__DOCUMENT EXCERPT__
= Beginning of Section =

Days later, on March 25, Castro addressed the public again, only to "clarify" his earlier proclamation. He reminded the public that black and white citizens would not be forced to socialize, and that a law outlawing discrimination would be unnecessary.

===Laws===
In May 1959, Castro desegregated Cuban beaches by nationalizing the beaches which were a part of private recreational clubs. The clubs themselves were untouched by this law, and were still allowed to restrict membership by race. Public parks were also reconstructed so as not to have antiquated designs which were once used for racial segregation.

In April 1960, Castro finally nationalized all private clubs in general. This made it so that people of any race could enjoy the facilities once owned by private recreational clubs. Castro still declared that in regards to social integration, the government would still respect Cubans' "privacy". This nationalization of private clubs also integrated black social clubs such as the Club Atenas. In early 1960, to better racial diversity in job hiring, the Ministry of Labor took over the hiring process of all Cuban enterprises.

In September 1961, Castro nationalized all private schools and universities. Alongside urban reforms which moved slum-dwellers into new housing projects, and the launch of a literacy campaign in 1961, Afro-Cubans were gaining better housing conditions and education opportunities. Alongside these shifts, official declarations that racism had been "solved", began to be promoted.

===P.M. affair===

By 1961, there was a growing sentiment amongst Cuban officials that efforts to tackle racial discrimination were coming to a close, and discussions about racism were unnecessary. In the same year, the film P.M. was released, which focused on black characters enjoying Havana nightlife. The film was soon banned, and in Castro's June 1961 speech "Words to the Intellectuals", he declared that Cuba needed to ban material that questioned the revolution. Contemporary scholars still debate exactly why P.M. was banned; debating how much depictions of undisciplined and rowdy black characters contributed to the banning. However, after the censorship, Cuban intellectuals began debating how exactly to portray black characters in Cuban cinema.

===Conclusion===
In the February 1962, the Second Declaration of Havana was presented. In it, it was declared that Cuba had at that point eliminated racial discrimination. The declaration states:

Cuba, the Latin American nation which has made landowners of more than 100,000 small farmers, provided yearround employment on state farms and cooperatives to all agricultural workers, transformed forts into schools, given 70,000 scholarships to university, secondary, and technological students, created lecture halls for the entire child population, totally liquidated illiteracy, quadrupled medical services, nationalized foreign interests, suppressed the abusive system which turned housing into a means of exploiting people, virtually eliminated unemployment, suppressed discrimination due to race or sex, [...]

Following the declaration, there was an official silence regarding the matters of racism in Cuba. While it was still technically legal to discuss racism in Cuba, accusations of festering racism in government were often branded as "counter-revolutionary" speech, and thus became punishable. The elimination of black social clubs also ended organized efforts to tackle racism amongst private citizens.

==Effects==
===Silence on racism===
Historian Lillian Guerra argues in her 2023 book Patriots and Traitors in Revolutionary Cuba, that while desegregation became law, the greater desegregation campaign barely addressed continuing anti-black prejudices amongst the Cuban population, and only repeated communist rhetoric regarding equality in hopes of reducing racism in popular belief. Cuban anti-racist activist Gisela Arandia has claimed that the 1962 Declaration of Havana, actually only hampered dialogues on continuing racial inequality, and proposals to mend this inequality.

After Black Panther leader Eldridge Cleaver fled from the United States to exile in Cuba in 1968, he frequently complained that the Cuban government was deeply suspicious of him and fellow Black Panthers, who were expected to denounce racism in the United States, but not to highlight racism in Cuba.

= End of Section =

__SOURCE INFORMATION__
= Beginning of Section =

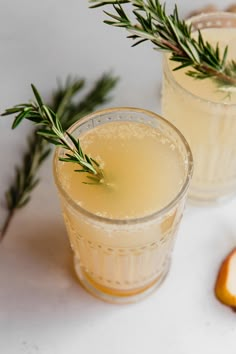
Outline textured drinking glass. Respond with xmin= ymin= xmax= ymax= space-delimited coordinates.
xmin=162 ymin=13 xmax=236 ymax=203
xmin=54 ymin=108 xmax=193 ymax=303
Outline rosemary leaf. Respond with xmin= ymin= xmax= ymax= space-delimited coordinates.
xmin=89 ymin=0 xmax=236 ymax=92
xmin=0 ymin=74 xmax=118 ymax=240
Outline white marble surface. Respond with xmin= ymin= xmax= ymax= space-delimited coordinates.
xmin=0 ymin=0 xmax=236 ymax=354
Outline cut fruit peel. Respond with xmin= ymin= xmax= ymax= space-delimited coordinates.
xmin=215 ymin=248 xmax=236 ymax=311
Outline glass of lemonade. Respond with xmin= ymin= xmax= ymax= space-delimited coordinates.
xmin=162 ymin=13 xmax=236 ymax=203
xmin=54 ymin=108 xmax=193 ymax=303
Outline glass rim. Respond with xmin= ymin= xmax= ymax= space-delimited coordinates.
xmin=163 ymin=11 xmax=236 ymax=107
xmin=53 ymin=107 xmax=193 ymax=225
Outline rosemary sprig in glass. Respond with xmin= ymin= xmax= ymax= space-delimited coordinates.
xmin=89 ymin=0 xmax=236 ymax=92
xmin=0 ymin=73 xmax=118 ymax=240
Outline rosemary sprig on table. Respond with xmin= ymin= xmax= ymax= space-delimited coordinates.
xmin=89 ymin=0 xmax=236 ymax=92
xmin=0 ymin=74 xmax=118 ymax=240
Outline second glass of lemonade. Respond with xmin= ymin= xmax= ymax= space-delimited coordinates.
xmin=54 ymin=108 xmax=193 ymax=303
xmin=162 ymin=13 xmax=236 ymax=203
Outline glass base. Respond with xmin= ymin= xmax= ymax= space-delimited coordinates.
xmin=74 ymin=256 xmax=170 ymax=304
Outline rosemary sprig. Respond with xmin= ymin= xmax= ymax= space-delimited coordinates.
xmin=0 ymin=130 xmax=50 ymax=240
xmin=89 ymin=0 xmax=236 ymax=92
xmin=0 ymin=73 xmax=118 ymax=241
xmin=2 ymin=85 xmax=103 ymax=183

= End of Section =

__REQUIRED WORK__
**A.** Using the Cuban desegregation text above, decide whether each statement agrees with it, answering yes or no and quoting the deciding words. (i) The May 1959 beach law required private recreational clubs to admit members of every race. (ii) In early 1960 the Ministry of Labor took over hiring for all Cuban enterprises. (iii) After the Second Declaration of Havana, discussing racism in Cuba became technically illegal.
**B.** Reproduce the passage of the Cuban desegregation text above that starts at "In April 1960, Castro" and ends at "all Cuban enterprises.".

__RESULTS OF THE EXERCISE__
**A.**
(i) No: "The clubs themselves were untouched by this law, and were still allowed to restrict membership by race."
(ii) Yes: "In early 1960, to better racial diversity in job hiring, the Ministry of Labor took over the hiring process of all Cuban enterprises."
(iii) No: "While it was still technically legal to discuss racism in Cuba"

**B.**
In April 1960, Castro finally nationalized all private clubs in general. This made it so that people of any race could enjoy the facilities once owned by private recreational clubs. Castro still declared that in regards to social integration, the government would still respect Cubans' "privacy". This nationalization of private clubs also integrated black social clubs such as the Club Atenas. In early 1960, to better racial diversity in job hiring, the Ministry of Labor took over the hiring process of all Cuban enterprises.